TODAY | February 24, 2012
>>> back now at 8:11 with a troubling trend among young girls. teens and tweens posting videos of themselves online asking viewers to rate their looks. in many cases the responses only serve to further damage their fragile sense of self-esteem. we have kristen dahlgren reporting.
>> do you guys think i'm pretty?
>> i want to know if i'm pretty or not.
>> am i pretty, ugh sfli.
>> am i ugly or pretty? tell me the truth.
>> the question is nothing new for teens and tweens.
>> leave a comment. you can be honest.
>> reporter: but the internet is now taking it to new levels. young teens asking viewers, complete strangers, to leave comments about their looks. some videos have nearly 4 million hits. 13-year-old faye posted hers last month.
>> there was a couple of people at school that constantly call me ugly. i thought asking other people could make me feel better about myself.
>> reporter: those other people responded. some left comments that were positive. but many posts were nasty, calling faye pretty ugly and an idiot. negative comments that left a much deeper impression on the 8th grader.
>> it's easier to hear bad things like your flaws than it is to hear the good things.
>> reporter: experts say a girl's self-image peaks at age 9 and then perceived physical attractiveness plays a big role in a teen's self image .
>> the focus on determining what your peers think of you is not something new. the technology has provided a new avenue for doing this. they are taking advantage of it in ways that sometimes might be positive, but certainly has risk.

Image point grounding data:

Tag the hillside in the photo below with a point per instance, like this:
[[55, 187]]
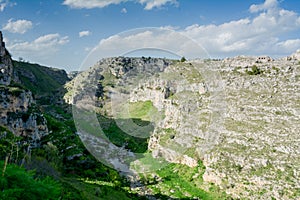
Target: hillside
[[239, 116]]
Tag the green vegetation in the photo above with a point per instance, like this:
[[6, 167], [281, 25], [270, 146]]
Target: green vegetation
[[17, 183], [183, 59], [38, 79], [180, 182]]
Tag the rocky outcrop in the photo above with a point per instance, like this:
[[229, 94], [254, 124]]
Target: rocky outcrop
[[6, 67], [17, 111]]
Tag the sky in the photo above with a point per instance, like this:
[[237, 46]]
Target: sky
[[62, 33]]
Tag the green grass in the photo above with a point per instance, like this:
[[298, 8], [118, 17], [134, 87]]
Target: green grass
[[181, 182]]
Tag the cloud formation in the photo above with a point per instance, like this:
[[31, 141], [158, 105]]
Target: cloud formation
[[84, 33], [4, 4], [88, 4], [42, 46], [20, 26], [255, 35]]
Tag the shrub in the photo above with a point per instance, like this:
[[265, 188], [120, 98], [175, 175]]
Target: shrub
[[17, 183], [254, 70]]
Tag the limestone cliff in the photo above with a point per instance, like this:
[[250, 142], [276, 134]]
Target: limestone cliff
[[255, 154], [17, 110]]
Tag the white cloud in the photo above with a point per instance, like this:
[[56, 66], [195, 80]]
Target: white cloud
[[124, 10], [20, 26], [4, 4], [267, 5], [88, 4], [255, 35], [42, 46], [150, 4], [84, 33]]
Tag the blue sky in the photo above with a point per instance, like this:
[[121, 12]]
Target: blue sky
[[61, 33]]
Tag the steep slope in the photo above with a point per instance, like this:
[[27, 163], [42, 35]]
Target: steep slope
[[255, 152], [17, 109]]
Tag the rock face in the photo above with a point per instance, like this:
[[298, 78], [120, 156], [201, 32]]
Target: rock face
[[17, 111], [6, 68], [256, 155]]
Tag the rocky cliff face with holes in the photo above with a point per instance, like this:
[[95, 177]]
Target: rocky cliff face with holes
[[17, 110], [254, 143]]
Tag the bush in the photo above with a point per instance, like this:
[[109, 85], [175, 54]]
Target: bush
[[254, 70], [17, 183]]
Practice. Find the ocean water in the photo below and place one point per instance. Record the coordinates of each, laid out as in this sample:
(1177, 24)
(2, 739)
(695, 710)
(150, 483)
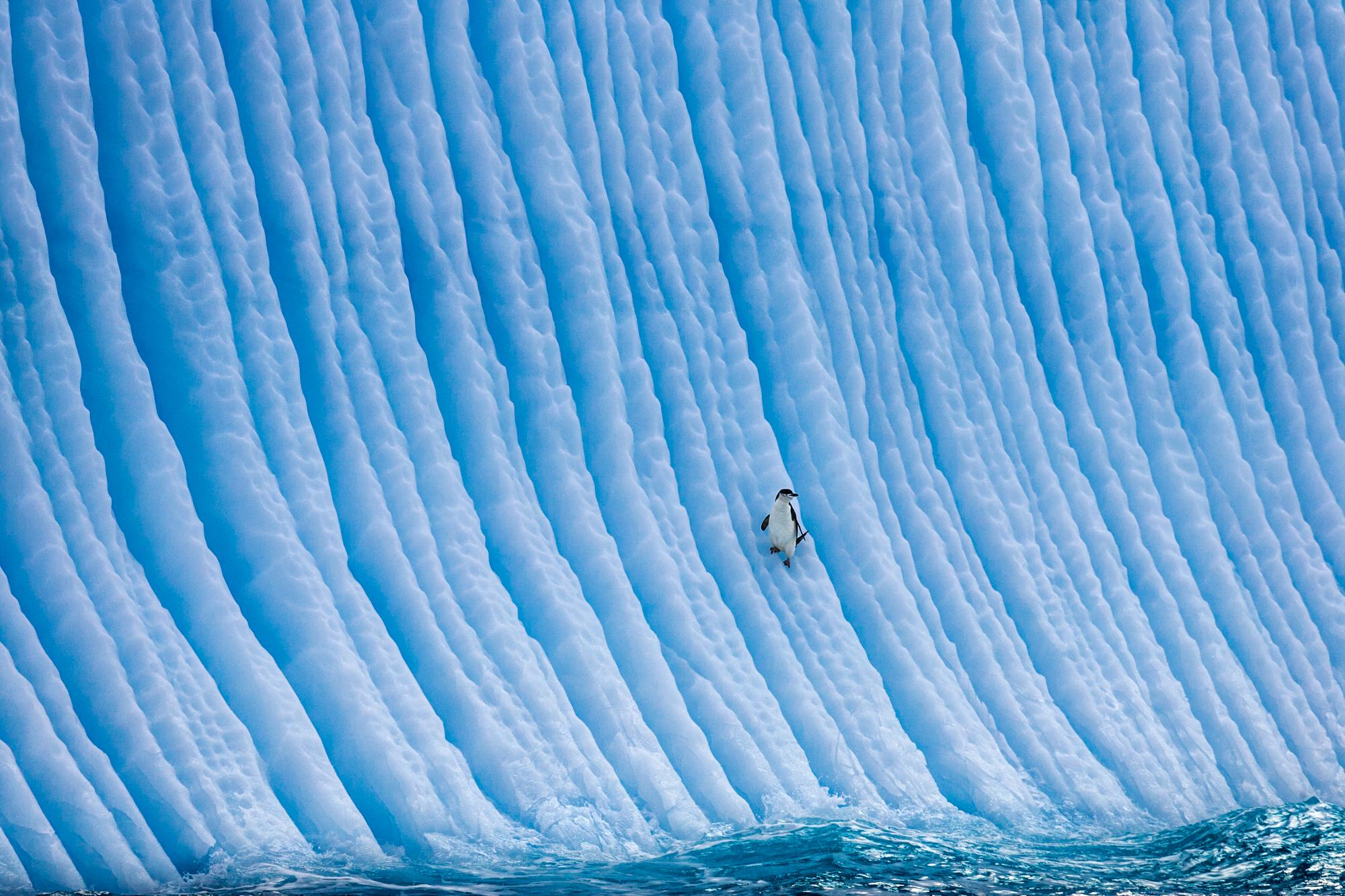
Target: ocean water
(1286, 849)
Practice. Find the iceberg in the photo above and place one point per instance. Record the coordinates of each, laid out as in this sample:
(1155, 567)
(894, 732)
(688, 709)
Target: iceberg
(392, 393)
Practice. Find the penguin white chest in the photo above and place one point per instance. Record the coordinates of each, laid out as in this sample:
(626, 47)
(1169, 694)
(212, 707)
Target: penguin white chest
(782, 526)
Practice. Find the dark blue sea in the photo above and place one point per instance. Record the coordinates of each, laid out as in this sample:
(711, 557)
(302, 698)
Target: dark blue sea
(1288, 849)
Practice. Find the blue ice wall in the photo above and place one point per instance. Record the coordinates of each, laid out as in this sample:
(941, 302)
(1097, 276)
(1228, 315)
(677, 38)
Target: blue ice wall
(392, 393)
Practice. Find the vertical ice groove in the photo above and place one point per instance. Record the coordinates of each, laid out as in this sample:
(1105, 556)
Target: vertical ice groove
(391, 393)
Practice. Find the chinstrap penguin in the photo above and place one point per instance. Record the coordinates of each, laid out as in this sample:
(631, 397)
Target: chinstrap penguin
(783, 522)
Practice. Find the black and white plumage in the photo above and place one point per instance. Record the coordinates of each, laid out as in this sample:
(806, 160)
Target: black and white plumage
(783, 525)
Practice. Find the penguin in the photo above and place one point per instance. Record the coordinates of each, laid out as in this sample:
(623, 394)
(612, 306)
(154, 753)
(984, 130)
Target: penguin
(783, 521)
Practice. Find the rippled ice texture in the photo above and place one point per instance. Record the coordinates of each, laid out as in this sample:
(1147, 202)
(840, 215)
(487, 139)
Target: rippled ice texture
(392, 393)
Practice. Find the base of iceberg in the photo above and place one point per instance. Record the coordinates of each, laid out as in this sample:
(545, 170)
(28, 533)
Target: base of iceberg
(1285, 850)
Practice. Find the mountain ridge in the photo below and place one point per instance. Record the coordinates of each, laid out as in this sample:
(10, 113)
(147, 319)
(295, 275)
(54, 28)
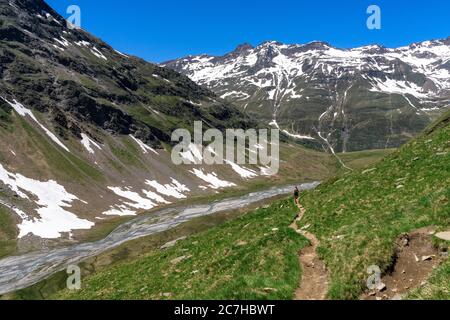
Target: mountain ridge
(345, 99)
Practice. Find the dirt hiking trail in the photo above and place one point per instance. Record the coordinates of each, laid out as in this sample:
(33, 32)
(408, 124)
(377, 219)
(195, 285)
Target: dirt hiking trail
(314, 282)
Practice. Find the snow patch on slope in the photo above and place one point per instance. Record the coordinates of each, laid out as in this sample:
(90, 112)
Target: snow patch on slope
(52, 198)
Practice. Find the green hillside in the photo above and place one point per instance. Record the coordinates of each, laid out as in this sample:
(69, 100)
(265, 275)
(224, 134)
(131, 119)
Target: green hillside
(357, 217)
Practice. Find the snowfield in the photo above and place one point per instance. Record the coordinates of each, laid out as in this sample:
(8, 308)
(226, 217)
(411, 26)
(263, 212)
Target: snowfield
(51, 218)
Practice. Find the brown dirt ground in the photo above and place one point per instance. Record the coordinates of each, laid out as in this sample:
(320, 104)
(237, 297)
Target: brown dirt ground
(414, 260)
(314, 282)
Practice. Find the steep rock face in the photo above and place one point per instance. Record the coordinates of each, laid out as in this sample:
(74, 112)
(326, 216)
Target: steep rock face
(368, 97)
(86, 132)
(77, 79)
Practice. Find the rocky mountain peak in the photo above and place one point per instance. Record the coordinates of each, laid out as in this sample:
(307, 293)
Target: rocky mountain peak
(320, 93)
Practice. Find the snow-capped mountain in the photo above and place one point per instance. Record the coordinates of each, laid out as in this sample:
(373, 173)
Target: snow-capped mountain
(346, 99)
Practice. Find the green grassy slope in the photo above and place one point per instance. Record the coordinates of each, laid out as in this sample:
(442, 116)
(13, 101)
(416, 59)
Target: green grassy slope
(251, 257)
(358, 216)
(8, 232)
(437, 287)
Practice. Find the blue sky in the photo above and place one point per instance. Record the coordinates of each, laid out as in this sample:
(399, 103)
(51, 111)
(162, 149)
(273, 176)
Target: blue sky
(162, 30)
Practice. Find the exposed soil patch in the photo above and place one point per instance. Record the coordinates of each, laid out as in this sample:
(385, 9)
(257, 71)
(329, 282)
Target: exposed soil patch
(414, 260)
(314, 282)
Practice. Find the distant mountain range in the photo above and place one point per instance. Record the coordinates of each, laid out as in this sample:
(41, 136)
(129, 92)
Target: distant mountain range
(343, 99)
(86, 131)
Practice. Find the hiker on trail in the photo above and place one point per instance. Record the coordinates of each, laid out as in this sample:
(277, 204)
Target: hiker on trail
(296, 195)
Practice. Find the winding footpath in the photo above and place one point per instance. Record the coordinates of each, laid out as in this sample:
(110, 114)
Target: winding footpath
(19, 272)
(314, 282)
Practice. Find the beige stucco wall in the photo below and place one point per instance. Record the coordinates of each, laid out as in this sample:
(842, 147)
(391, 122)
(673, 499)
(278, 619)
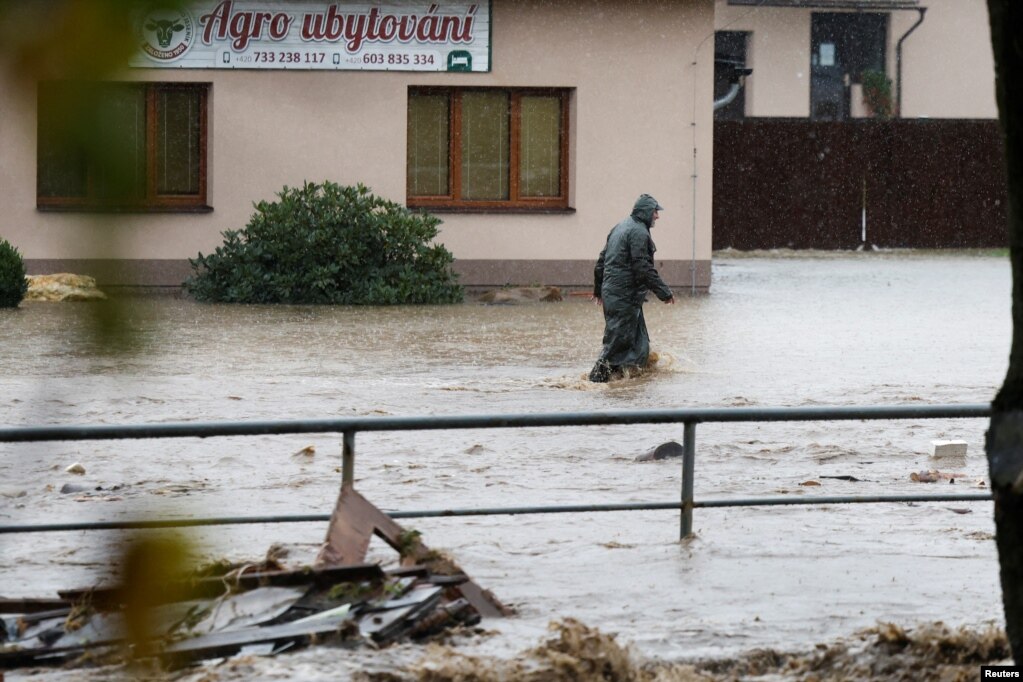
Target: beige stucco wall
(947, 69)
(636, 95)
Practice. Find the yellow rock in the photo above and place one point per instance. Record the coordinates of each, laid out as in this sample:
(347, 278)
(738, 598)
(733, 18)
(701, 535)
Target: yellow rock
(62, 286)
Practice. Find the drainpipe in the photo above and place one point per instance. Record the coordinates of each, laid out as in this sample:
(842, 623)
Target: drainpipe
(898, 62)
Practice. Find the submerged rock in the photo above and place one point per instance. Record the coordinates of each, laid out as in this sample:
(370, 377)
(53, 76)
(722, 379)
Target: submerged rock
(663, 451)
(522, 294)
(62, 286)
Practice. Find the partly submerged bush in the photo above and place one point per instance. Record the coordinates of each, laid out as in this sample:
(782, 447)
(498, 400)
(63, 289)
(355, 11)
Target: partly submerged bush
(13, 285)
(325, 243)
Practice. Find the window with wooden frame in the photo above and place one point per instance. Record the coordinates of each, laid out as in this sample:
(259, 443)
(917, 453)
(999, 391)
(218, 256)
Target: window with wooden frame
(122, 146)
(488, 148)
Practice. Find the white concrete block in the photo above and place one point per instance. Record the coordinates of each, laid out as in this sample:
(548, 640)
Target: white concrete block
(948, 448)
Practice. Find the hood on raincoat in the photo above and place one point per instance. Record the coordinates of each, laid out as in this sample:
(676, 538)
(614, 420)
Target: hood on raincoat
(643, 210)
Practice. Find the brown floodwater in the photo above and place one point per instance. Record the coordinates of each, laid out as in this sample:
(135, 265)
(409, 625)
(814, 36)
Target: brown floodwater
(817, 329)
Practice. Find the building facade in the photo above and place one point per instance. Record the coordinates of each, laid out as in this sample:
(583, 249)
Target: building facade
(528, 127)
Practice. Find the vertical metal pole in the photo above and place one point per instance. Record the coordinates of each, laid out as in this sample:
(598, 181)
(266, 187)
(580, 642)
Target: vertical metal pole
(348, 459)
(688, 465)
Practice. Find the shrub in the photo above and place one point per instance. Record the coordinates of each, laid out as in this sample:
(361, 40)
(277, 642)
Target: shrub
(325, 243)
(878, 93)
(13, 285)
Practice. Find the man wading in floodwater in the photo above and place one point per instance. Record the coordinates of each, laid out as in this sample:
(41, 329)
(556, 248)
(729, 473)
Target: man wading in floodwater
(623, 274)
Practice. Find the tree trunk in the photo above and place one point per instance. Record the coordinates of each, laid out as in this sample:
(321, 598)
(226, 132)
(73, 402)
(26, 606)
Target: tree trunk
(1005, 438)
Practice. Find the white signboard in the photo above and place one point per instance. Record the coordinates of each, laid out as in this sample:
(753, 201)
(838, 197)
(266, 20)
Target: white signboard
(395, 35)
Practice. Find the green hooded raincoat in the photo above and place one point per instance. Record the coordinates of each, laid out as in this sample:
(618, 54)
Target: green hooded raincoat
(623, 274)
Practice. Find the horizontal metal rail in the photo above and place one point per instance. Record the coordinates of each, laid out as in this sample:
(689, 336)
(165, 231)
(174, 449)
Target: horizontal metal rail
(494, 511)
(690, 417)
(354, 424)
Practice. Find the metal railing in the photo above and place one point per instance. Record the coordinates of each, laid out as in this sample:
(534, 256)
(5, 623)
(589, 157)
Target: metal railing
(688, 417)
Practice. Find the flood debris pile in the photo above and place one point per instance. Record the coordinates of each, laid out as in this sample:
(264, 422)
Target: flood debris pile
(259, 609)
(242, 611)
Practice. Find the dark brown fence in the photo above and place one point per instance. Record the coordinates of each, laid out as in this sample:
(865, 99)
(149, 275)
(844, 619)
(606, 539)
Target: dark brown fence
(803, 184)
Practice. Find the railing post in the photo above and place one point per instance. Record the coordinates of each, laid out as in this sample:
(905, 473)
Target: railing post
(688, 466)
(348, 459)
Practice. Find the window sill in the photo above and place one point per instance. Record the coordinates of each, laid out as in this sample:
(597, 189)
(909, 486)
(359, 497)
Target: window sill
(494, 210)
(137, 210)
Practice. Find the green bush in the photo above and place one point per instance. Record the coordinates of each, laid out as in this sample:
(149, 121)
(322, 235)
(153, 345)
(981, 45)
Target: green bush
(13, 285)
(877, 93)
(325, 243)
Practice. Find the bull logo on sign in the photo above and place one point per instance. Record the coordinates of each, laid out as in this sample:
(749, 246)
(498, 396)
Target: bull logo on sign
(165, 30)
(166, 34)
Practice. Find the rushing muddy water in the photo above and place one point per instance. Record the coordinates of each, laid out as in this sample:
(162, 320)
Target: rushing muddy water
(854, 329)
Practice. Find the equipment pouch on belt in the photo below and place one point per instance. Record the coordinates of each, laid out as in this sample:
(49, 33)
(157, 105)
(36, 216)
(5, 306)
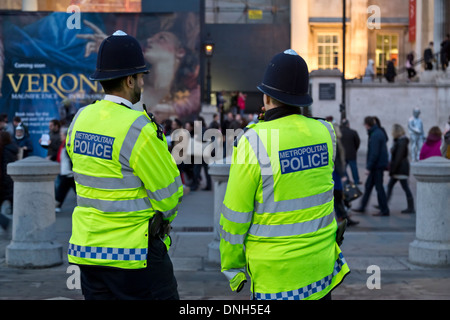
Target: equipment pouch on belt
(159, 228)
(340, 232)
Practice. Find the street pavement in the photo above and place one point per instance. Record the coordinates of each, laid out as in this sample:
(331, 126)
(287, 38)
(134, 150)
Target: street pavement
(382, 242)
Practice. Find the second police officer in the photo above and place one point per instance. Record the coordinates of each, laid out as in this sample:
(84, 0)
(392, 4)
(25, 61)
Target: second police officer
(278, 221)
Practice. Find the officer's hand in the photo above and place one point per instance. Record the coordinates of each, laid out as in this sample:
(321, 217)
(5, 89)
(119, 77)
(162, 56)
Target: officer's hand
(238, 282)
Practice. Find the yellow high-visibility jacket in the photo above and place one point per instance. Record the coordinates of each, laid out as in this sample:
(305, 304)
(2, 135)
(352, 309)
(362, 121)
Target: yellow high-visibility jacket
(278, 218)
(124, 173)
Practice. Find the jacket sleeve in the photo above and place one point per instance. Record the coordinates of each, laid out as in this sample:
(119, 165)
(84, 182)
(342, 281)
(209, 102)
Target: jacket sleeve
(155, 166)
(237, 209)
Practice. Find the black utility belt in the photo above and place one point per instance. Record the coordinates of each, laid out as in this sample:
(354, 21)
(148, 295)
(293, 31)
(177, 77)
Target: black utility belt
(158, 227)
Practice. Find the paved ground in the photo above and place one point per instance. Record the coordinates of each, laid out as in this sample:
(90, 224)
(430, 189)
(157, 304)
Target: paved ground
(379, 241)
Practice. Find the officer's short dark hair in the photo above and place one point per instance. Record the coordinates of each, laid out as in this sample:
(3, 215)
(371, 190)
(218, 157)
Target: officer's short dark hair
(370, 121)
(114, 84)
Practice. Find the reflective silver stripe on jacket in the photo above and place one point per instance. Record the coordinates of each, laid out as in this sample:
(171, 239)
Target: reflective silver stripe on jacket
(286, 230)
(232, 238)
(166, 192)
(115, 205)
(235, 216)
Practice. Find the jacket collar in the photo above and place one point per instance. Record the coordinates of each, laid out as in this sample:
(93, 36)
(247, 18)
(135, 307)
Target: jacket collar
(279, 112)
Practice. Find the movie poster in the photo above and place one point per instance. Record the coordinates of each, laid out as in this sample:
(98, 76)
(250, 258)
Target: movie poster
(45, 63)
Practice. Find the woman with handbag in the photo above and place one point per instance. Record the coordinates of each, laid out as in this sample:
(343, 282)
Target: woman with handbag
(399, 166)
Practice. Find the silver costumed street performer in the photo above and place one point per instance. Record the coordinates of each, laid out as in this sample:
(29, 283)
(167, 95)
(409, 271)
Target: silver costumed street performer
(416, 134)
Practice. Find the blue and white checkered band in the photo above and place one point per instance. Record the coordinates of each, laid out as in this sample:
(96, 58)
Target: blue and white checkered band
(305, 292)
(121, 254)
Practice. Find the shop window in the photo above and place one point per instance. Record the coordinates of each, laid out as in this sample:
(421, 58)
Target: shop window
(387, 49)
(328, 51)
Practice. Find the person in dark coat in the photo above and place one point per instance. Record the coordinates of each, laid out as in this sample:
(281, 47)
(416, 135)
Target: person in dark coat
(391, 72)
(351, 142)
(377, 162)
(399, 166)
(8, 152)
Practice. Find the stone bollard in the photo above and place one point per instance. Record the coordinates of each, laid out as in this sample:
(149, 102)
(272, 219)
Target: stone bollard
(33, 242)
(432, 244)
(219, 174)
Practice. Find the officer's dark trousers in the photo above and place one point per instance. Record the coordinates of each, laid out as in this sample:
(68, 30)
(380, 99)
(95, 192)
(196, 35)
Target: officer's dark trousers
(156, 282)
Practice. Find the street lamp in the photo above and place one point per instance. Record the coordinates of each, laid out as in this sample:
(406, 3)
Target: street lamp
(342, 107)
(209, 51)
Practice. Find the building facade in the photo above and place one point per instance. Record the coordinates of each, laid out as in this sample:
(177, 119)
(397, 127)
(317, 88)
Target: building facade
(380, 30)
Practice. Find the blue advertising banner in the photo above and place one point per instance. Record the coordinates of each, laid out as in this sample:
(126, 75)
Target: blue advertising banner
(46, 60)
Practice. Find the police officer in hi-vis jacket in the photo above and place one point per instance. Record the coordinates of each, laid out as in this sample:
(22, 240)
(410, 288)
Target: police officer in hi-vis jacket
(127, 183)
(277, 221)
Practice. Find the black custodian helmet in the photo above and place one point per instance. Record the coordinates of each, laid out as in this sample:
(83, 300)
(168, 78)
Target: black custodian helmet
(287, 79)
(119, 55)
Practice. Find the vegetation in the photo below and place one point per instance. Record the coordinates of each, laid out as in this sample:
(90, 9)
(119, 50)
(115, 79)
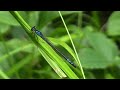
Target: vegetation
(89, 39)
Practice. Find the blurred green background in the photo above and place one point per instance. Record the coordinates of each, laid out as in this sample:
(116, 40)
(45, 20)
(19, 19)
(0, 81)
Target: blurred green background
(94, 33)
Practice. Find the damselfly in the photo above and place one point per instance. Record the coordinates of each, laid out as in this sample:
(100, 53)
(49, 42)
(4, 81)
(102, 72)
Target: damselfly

## TO DO
a - Reproduce the stretch of the transcript from "TODAY | February" through "think i'm pretty?" verbatim.
b - List every age and school grade mentioned in the transcript, noting to whom or what each refers.

## ANSWERS BELOW
a -
TODAY | February 24, 2012
>>> back now at 8:11 with a troubling trend among young girls. teens and tweens posting videos of themselves online asking viewers to rate their looks. in many cases the responses only serve to further damage their fragile sense of self-esteem. we have kristen dahlgren reporting.
>> do you guys think i'm pretty?

b -
- 13: Faye's age
- 8th grade: Faye's grade
- 9: the age at which experts say a girl's self-image peaks